_Exercícios:_
A. Segundo a reportagem sobre a Brasil Ferrovias, qual é a extensão da ferrovia até o porto de Santos?
B. Traduza para o inglês esta frase da reportagem sobre a Brasil Ferrovias: "O documento explica que a decisão tomada pelo BNDES de aportar R$ 415 milhões na empresa - R$ 150 milhões em recursos novos e o restante na conversão de dívida em capital -, tornaria o banco acionista com 30% da Ferronorte, uma das empresas da holding."
C. Extraia da reportagem sobre a Brasil Ferrovias, sem qualquer alteração, o trecho de "A Brasil Ferrovias, que" até "diz o relatório.".

_Texto da página:_
########################################

Título: Dívidas ameaçam a Brasil Ferrovias
Autor: Irany Tereza
Fonte: O Estado de São Paulo, 18/04/2005, Economia, p. B7

A Brasil Ferrovias, que atravessa os estados de Mato Grosso, Mato Grosso do Sul e São Paulo por 4.673 quilômetros até chegar ao porto de Santos, corre risco de interrupção das atividades, de acordo com relatório elaborado pelo BNDES e enviado ao Ministério dos Transportes. 'Ao analisarmos as empresas que compõem o Grupo Brasil Ferrovias, podemos constatar situação bastante crítica, com risco, inclusive, de declaração de caducidade dos contratos de concessão pela Agência Nacional de Transportes Terrestres (ANTT), com a conseqüente interrupção das atividades operacionais das concessionárias', diz o relatório.

O documento explica que a decisão tomada pelo BNDES de aportar R$ 415 milhões na empresa - R$ 150 milhões em recursos novos e o restante na conversão de dívida em capital -, tornaria o banco acionista com 30% da Ferronorte, uma das empresas da holding.

########################################

_Dados fornecidos:_
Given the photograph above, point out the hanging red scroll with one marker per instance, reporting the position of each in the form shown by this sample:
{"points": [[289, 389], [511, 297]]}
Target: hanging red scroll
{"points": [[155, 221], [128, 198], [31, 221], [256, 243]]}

########################################

_Respostas:_
A. 4.673 quilômetros.

B. The document explains that the decision made by BNDES to invest R$ 415 million in the company (R$ 150 million in new funds and the remainder through the conversion of debt into equity) would make the bank a shareholder with 30% of Ferronorte, one of the holding's companies.

C.
A Brasil Ferrovias, que atravessa os estados de Mato Grosso, Mato Grosso do Sul e São Paulo por 4.673 quilômetros até chegar ao porto de Santos, corre risco de interrupção das atividades, de acordo com relatório elaborado pelo BNDES e enviado ao Ministério dos Transportes. 'Ao analisarmos as empresas que compõem o Grupo Brasil Ferrovias, podemos constatar situação bastante crítica, com risco, inclusive, de declaração de caducidade dos contratos de concessão pela Agência Nacional de Transportes Terrestres (ANTT), com a conseqüente interrupção das atividades operacionais das concessionárias', diz o relatório.